> **EXERCISE GOAL**
Rewrite the lines of the items below as a Markdown table with the columns Row and Text, giving each line a row number and leaving out blank lines. Begin at the line that contains "Task: a point for each instance of the wall, written" and stop after the line that contains "pixel 288 115".

> **AVAILABLE RECORDS**
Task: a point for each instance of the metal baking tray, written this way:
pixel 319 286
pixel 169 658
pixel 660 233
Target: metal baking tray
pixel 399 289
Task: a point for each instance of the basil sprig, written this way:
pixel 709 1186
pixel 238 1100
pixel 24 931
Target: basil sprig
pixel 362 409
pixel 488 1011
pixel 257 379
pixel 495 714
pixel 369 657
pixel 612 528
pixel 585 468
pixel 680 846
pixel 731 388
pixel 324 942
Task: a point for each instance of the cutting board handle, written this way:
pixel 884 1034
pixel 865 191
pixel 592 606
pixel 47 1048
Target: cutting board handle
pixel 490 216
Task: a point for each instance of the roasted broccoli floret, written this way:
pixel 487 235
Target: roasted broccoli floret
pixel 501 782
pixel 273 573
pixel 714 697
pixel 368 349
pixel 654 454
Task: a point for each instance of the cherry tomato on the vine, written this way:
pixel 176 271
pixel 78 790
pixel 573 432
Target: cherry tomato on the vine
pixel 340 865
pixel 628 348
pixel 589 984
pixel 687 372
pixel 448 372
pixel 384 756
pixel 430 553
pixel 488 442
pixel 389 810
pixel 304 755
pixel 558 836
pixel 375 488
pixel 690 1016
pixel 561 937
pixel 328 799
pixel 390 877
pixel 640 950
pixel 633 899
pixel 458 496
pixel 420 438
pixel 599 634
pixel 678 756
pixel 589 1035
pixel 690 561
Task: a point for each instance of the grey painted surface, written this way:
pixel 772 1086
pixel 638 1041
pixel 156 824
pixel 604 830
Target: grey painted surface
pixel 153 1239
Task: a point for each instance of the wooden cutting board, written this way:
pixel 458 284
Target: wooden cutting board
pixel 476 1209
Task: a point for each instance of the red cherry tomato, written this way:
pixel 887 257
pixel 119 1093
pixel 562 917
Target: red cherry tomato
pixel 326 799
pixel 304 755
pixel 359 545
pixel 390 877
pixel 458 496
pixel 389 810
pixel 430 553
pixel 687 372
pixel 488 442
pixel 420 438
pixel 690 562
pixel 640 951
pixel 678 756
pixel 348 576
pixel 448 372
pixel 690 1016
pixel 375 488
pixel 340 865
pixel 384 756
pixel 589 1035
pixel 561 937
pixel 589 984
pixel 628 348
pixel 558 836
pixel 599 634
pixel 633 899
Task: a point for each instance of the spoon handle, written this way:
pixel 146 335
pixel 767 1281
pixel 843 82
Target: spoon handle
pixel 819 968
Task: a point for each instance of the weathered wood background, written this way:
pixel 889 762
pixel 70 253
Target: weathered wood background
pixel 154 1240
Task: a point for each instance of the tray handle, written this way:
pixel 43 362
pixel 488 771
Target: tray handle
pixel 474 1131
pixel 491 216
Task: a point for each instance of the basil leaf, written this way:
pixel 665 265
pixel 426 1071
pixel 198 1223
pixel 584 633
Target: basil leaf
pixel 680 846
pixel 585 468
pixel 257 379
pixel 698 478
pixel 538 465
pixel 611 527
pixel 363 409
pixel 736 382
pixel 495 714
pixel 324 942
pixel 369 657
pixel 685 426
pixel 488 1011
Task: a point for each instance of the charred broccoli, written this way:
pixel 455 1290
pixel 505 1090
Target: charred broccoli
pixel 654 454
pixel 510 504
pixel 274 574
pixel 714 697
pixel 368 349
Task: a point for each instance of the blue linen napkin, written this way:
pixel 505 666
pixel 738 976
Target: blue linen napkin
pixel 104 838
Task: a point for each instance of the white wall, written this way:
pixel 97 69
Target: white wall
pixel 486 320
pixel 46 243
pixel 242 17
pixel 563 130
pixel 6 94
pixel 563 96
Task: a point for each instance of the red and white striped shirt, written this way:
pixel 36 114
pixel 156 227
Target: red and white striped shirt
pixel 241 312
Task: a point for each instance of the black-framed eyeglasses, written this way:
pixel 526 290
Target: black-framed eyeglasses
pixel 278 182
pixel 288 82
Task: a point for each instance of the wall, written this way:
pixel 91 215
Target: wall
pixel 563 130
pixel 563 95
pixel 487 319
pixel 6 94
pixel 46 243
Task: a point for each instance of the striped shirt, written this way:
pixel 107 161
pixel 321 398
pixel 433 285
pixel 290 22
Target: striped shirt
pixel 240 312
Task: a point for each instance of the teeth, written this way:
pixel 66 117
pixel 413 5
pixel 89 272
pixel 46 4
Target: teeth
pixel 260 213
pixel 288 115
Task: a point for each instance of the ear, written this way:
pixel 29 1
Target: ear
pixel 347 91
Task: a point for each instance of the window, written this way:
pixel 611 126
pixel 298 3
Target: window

> **ANSWER IN FULL**
| Row | Text |
|---|---|
| 1 | Task: a point for each instance of the wall, written this way: |
| 2 | pixel 91 215 |
| 3 | Target: wall |
| 4 | pixel 563 130 |
| 5 | pixel 563 95 |
| 6 | pixel 487 319 |
| 7 | pixel 6 94 |
| 8 | pixel 46 243 |
| 9 | Task: a point for each instance of the striped shirt, written this way: |
| 10 | pixel 107 161 |
| 11 | pixel 321 398 |
| 12 | pixel 433 285 |
| 13 | pixel 290 22 |
| 14 | Target: striped shirt |
| 15 | pixel 240 312 |
| 16 | Task: a point for each instance of the teeth, written this way: |
| 17 | pixel 66 117 |
| 18 | pixel 413 5 |
| 19 | pixel 89 272 |
| 20 | pixel 46 4 |
| 21 | Target: teeth |
| 22 | pixel 260 213 |
| 23 | pixel 288 115 |